EXERCISE.
Answer these questions using the account of staff on death row below.
(a) In what year was Earl put to death?
(b) How much was the write-up fee that Lt. Wallace charged?
(c) During which years did Dr. Kuhns direct psychological treatment at Central Prison?

TEXT BLOCK.

——————————

Mr. Sutherland liked talking about fishing—with anyone. If you could discuss the difference between saltwater and freshwater fly-fishing, he’d turn a blind eye in the chow line if you wanted another tray.

These were the simple courtesies that made our time and their job easier. TVs allowed to stay on after curfew, cell doors left open a bit longer than usual, maybe even a movie that a unit manager would bring us from home.

Before my friend Earl was put to death in 2005, Ms. Williams got transferred to the kitchen—because she couldn’t stomach the thought that her employment might equate to a kind of participation in his execution.

Months after his death, Mr. Beryl quit too, because he wouldn’t follow Lt. Wallace’s lead in writing us up for petty rules violations.

Wallace enjoyed charging us the $10 write-up fee (a fortune for people in prison) and giving us extra “work” duty, which, since most of us didn’t have actual jobs, meant having us pick up rocks on the rec yard and pile them in a corner. Beryl found this to be a ridiculous practice.

He also ignored the transgressions that his boss found unacceptable: unmade bunks, a family photo taped to the wall, having too much linen. “Y’all got death,” he’d say. “In my mind you’ve already been punished enough.”

But for most, the unwritten rule on death row has remained: disinterest, allegiance to policy, frequent staff turnover to reduce familiarity, and above all a belief in the status quo. Flouting the idea that inmates are “less than” is not to be accepted.

Some guards ask for transfers because accepting this rule means squelching the inclination to live and let live. Lt. Perry moved to another unit when every attempt he made to change the culture here was thwarted by the warden. His desire to run our cohort just like any other population made sense in terms of security, since there are fewer problems on death row than anywhere else at Central Prison.

But his requisitions for new equipment went unanswered. Perry found he had less to do, and less authority, as a unit manager of death row until and unless he punished us.



It happened to Dr. Kuhns too. From 2010 to 2017, he directed psychological treatment at Central Prison. A man of conviction, he established a number of therapeutic programs on death row: creative writing, chess, drama, yoga, Toastmasters, art and more. These groups improved our self-esteem, emotional maturity, and the overall behavior of our entire unit.

The problem with Kuhns’s recognition and nurturing of our humanity is that it, too, ignored the unwritten rule. After a more security-minded administration came into power, he and ten of his volunteers were scrutinized for their friendliness with five death-row prisoners. (I was one of them.) All of the programs were stopped.

The volunteers were scared away, and Dr. Kuhns eventually took a job elsewhere.

The shrinks who replaced him carry the administrative line into our therapy sessions: “Actions have consequences,” they say during treatment.

And in January of this year, Sgt. Cross, too, retired. I remember meeting him for the first time in 1997 as a 19-year-old awaiting trial for capital murder. He saw how young I looked and pulled me aside. “Keep your head down and you’ll be alright,” he said.

——————————

DATA EXCERPTS.
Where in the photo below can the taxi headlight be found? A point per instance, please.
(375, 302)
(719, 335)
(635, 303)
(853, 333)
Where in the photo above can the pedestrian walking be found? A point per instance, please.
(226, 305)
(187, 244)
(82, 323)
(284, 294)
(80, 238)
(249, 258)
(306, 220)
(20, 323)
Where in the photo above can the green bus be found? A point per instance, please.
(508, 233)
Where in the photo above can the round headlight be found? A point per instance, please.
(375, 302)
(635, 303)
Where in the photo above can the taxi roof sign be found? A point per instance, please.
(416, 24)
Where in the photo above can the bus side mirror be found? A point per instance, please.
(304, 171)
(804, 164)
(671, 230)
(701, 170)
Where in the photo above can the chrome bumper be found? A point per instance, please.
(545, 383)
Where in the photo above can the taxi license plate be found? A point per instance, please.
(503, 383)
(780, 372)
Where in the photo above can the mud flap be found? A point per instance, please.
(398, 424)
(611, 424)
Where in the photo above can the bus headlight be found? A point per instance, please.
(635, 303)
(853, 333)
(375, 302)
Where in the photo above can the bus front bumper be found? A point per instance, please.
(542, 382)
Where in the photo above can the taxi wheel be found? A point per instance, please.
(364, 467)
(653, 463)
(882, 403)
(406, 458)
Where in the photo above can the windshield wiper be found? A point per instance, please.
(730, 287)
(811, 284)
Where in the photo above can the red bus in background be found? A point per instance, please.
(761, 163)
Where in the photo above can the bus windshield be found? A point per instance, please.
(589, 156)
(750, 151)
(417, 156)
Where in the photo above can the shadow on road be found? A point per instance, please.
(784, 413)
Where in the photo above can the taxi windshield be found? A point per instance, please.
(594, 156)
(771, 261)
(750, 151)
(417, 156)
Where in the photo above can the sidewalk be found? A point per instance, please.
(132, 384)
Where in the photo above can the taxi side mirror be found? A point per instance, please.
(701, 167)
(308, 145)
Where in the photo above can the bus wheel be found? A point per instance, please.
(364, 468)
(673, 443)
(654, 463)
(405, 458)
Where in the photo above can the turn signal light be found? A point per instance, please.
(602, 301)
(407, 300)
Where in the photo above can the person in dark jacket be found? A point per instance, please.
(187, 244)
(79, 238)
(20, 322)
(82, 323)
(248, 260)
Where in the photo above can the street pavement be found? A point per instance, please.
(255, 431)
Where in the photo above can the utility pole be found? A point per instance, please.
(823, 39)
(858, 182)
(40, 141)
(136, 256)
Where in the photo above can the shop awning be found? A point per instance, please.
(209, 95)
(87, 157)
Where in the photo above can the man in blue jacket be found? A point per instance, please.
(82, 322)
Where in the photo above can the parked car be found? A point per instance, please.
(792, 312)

——————————

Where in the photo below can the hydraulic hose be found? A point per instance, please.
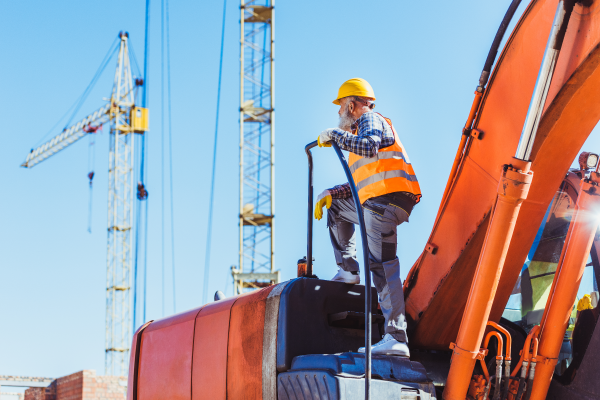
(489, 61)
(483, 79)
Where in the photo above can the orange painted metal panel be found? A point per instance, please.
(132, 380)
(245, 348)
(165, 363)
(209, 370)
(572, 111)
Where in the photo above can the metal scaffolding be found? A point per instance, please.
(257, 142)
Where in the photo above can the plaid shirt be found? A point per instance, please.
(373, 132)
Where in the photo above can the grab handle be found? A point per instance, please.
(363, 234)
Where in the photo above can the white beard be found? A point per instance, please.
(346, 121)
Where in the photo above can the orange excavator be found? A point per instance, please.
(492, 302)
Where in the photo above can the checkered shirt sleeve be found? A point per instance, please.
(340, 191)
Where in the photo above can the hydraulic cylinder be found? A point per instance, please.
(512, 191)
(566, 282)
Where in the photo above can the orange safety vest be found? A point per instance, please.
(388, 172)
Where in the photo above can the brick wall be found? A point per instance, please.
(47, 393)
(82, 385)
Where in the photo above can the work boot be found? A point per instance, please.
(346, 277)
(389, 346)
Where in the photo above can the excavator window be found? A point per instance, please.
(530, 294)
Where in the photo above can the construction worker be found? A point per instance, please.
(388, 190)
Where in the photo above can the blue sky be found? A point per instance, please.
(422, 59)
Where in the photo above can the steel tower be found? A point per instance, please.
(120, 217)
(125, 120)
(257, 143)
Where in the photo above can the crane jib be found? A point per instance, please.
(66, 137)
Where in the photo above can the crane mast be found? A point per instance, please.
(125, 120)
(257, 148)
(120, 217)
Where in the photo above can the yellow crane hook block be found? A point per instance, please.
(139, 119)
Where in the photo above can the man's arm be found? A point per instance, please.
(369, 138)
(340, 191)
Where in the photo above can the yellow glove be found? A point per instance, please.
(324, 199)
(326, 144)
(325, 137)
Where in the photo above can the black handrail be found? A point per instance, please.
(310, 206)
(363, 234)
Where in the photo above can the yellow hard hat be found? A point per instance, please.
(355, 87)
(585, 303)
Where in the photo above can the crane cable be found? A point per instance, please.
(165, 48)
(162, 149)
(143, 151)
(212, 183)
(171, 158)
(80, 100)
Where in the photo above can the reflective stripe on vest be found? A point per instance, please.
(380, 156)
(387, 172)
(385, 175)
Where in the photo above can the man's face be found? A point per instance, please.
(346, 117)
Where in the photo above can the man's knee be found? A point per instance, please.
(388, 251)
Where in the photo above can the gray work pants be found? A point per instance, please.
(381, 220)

——————————

SOLUTION FOR THIS TASK.
(a) 2005
(b) $10
(c) From 2010 to 2017